Did the Reform Acts of 1832, 1867 and 1884 represent a fundamental transformation of British politics and society? Why or why not?Explain

Portfolio assignment

Weeks 1-5: 1815-1918

a) How did debates about free trade shape the politics of nineteenth century Britain?
b) Did the Reform Acts of 1832, 1867 and 1884 represent a fundamental transformation of British politics and society? Why or why not?
a) Was the nineteenth century an age of ‘laissez-faire’? Why or why not?
b) Were the British ‘absent-minded imperialists’ in the nineteenth century?
c) How did events in Ireland shape British politics from the 1840s until the First World War?

Weeks 6-10: 1919-2021

a) Was the interwar period characterised by crisis? Why or why not?

b) Should we understand Britain between the 1940s and the 1970s as an era of ‘decline’ and ‘austerity’, or as a golden age of ‘affluence’? Why?

c) What was ‘consensus’ politics, and was it doomed to fail?

# [EXERCISE A]
In the portfolio assignment, what span of years do Weeks 6-10 cover?
# [EXERCISE B]
Carry on the portfolio assignment from its last question.
The lines that come next are separate material with no connection to the portfolio assignment.

(Source records)
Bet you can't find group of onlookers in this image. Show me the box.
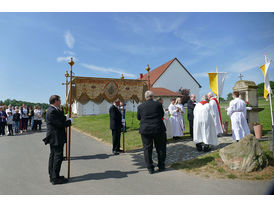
[0,104,43,136]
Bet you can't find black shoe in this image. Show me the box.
[204,144,211,152]
[148,169,155,175]
[158,167,166,172]
[196,143,203,152]
[51,178,68,185]
[113,151,119,155]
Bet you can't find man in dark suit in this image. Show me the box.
[187,94,196,139]
[137,91,167,174]
[109,99,122,155]
[43,95,73,185]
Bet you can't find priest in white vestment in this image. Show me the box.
[193,95,218,152]
[208,92,224,135]
[168,98,184,140]
[226,92,250,141]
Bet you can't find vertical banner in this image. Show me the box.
[208,73,218,96]
[217,72,226,97]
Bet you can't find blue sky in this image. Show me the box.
[0,12,274,103]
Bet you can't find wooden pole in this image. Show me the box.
[68,58,74,179]
[65,73,68,160]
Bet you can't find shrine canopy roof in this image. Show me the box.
[68,76,148,104]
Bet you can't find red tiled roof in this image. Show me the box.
[150,87,183,97]
[139,58,176,86]
[138,57,202,88]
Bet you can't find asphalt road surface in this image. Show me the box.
[0,127,271,195]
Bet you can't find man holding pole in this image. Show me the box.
[43,95,73,185]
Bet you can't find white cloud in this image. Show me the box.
[65,31,75,49]
[81,63,136,78]
[56,56,78,62]
[64,51,75,56]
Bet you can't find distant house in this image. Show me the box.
[139,58,202,108]
[72,58,201,115]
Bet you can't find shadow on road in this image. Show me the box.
[70,154,112,160]
[70,170,138,182]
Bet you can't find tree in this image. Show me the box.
[178,87,190,105]
[227,93,233,101]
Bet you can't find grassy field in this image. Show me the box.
[73,99,274,150]
[172,141,274,180]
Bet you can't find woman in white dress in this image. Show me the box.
[168,98,184,140]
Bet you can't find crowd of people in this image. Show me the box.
[0,104,43,136]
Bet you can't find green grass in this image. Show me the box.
[172,141,274,180]
[220,98,274,135]
[73,99,274,150]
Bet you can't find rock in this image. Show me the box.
[219,134,268,172]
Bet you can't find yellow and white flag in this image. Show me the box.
[260,55,272,99]
[208,72,226,97]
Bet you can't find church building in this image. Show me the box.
[72,58,201,116]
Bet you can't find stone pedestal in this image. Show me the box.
[233,80,263,132]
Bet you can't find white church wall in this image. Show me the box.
[72,100,141,116]
[153,60,200,99]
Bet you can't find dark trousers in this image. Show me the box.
[8,124,13,135]
[188,120,193,139]
[32,120,42,130]
[141,133,167,169]
[0,122,6,135]
[49,144,64,180]
[112,129,121,152]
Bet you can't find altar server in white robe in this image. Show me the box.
[168,98,184,140]
[193,95,218,152]
[156,97,172,137]
[208,92,224,135]
[226,92,250,142]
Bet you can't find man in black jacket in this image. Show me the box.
[109,99,122,155]
[43,95,72,185]
[137,91,167,174]
[187,94,196,139]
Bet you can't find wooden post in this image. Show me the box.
[68,58,74,179]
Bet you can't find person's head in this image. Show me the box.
[145,91,154,100]
[170,97,176,104]
[202,94,208,101]
[156,97,164,104]
[190,94,196,102]
[49,95,61,107]
[232,92,240,99]
[113,99,121,107]
[175,97,182,104]
[207,92,213,99]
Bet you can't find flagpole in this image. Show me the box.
[264,52,274,157]
[216,66,220,103]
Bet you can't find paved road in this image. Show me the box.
[0,127,271,195]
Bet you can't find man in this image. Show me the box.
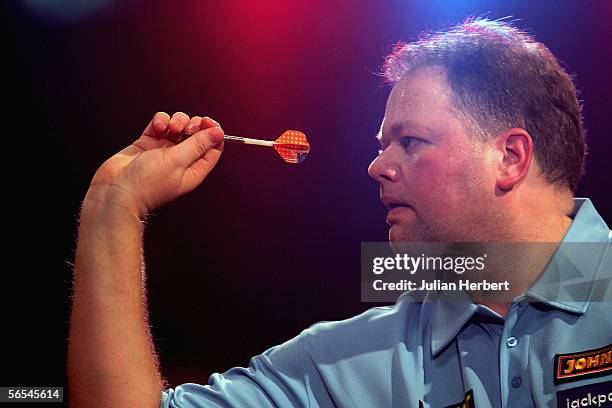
[68,20,612,407]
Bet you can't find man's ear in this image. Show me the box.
[496,128,534,191]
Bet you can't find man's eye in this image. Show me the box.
[400,136,419,150]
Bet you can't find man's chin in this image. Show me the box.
[389,224,435,245]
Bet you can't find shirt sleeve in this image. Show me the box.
[160,335,309,408]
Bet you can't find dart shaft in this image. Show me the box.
[183,132,274,147]
[223,135,274,147]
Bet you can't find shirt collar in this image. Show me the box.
[526,198,612,314]
[425,198,612,357]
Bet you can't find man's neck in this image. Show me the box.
[479,195,573,318]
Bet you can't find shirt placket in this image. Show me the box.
[499,301,533,408]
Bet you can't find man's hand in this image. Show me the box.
[68,113,223,408]
[85,112,223,219]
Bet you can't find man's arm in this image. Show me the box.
[68,191,162,407]
[68,114,223,408]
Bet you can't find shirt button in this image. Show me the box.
[506,336,518,347]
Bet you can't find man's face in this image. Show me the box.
[368,67,498,242]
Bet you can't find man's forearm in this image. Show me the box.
[68,197,162,408]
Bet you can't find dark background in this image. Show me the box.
[0,0,612,402]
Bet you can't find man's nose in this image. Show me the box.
[368,152,399,183]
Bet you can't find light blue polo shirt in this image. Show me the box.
[161,199,612,408]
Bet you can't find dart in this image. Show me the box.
[183,130,310,163]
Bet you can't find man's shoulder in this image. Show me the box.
[300,296,430,350]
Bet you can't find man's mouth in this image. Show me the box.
[382,197,413,225]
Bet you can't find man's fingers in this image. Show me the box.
[200,116,221,129]
[166,112,190,143]
[168,126,224,168]
[142,112,170,138]
[177,116,202,143]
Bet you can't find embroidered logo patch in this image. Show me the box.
[557,381,612,408]
[555,344,612,384]
[419,390,475,408]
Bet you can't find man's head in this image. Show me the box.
[369,20,586,241]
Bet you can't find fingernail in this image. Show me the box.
[210,126,224,143]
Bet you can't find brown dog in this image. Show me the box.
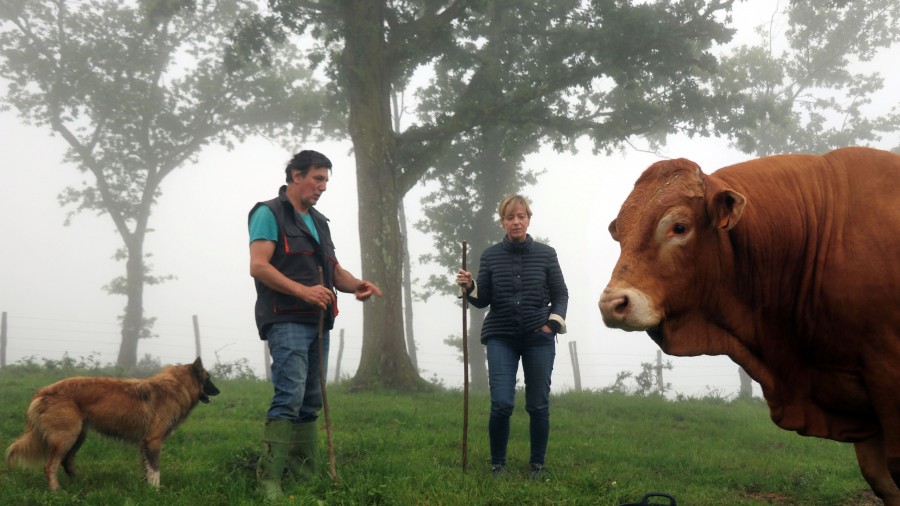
[6,358,219,491]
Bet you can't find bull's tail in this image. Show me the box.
[6,397,49,470]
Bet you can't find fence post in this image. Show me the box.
[260,341,272,381]
[569,341,581,392]
[656,350,663,393]
[194,315,201,357]
[334,329,344,383]
[0,311,6,369]
[738,366,753,399]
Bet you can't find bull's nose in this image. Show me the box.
[597,292,628,321]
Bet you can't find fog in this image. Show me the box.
[0,114,816,395]
[0,2,900,395]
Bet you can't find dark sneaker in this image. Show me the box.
[528,464,547,480]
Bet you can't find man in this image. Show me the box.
[249,150,381,499]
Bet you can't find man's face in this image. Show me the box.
[293,165,329,213]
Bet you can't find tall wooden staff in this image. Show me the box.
[461,241,469,472]
[319,266,337,488]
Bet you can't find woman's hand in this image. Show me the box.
[456,269,472,290]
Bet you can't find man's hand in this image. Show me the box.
[298,285,335,310]
[353,280,381,300]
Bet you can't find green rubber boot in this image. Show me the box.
[256,418,293,500]
[288,421,319,481]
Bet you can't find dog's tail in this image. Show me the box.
[6,397,49,470]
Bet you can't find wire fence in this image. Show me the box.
[0,313,740,397]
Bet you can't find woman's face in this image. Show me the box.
[500,205,531,242]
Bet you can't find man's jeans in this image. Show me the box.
[487,332,556,465]
[266,323,330,424]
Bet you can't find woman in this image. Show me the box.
[456,195,569,478]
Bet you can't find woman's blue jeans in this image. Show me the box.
[266,323,330,424]
[487,332,556,465]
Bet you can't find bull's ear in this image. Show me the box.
[710,190,747,230]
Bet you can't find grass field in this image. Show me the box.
[0,366,880,506]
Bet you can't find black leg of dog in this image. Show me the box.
[62,427,87,478]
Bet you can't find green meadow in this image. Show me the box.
[0,364,880,506]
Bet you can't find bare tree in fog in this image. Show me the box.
[0,0,320,367]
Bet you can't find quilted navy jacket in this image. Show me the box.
[466,235,569,343]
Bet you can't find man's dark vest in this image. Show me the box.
[248,186,337,340]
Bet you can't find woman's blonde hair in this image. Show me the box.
[497,195,531,221]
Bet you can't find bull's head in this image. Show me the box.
[599,158,746,349]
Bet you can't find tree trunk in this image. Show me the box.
[116,240,144,369]
[400,202,419,372]
[340,0,425,389]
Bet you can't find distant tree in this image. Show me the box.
[714,0,900,156]
[416,1,900,394]
[0,0,327,367]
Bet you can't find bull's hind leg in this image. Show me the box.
[853,434,900,506]
[141,439,162,490]
[62,425,87,478]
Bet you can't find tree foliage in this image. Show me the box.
[715,0,900,156]
[0,0,321,367]
[236,0,732,392]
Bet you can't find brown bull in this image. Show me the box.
[599,148,900,506]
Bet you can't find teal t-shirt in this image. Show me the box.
[250,206,319,242]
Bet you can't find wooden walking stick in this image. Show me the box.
[319,266,337,489]
[460,241,469,473]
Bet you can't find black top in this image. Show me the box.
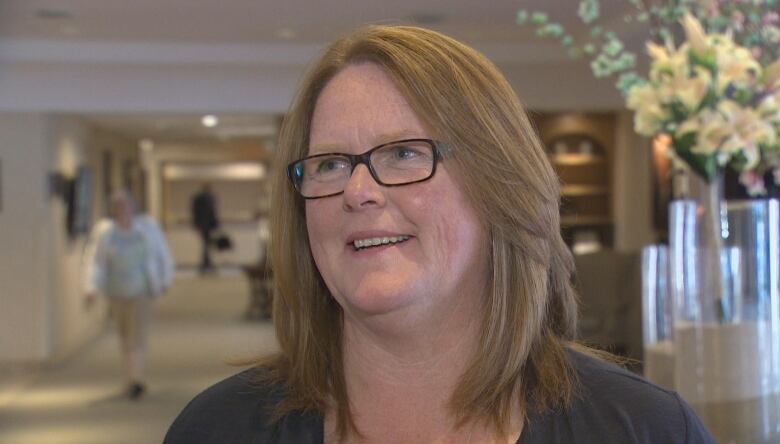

# [ANSWER AREA A]
1919-2021.

# [ANSWER AREA B]
d) What were the characteristic of ‘Thatcherism’ as an ideology, and how did it respond to the politics of the 1950s, 60s and 70s?

e) Was New Labour a continuation of, or departure from, the social and economic policies that characterised Thatcherism?

2) 400 word secondary source analysis: analyse one of the articles or book chapters listedbelow (all of which have also been assigned for tutorials).

The purpose of this exercise is to help you understand the way academic articles and chapters add new knowledge and intervene in other historical debates – skills you will use when you write dissertations in Year 3.

If you would like to discuss an article or chapter that is not listed below that may be fine but you must confirm with me by email.

In your analysis, describe and discuss:

• The key insights and arguments offered by the article or chapter.

• What other scholarly arguments the author is responding or reacting to (either positively or negatively).

• How the article or chapter enriches and deepens our understanding, or offers a new perspective, on the topics covered (in lectures and tutorials) in the week for which it was assigned.

References: Cite at least three sources, one of which should be the article or chapter itself.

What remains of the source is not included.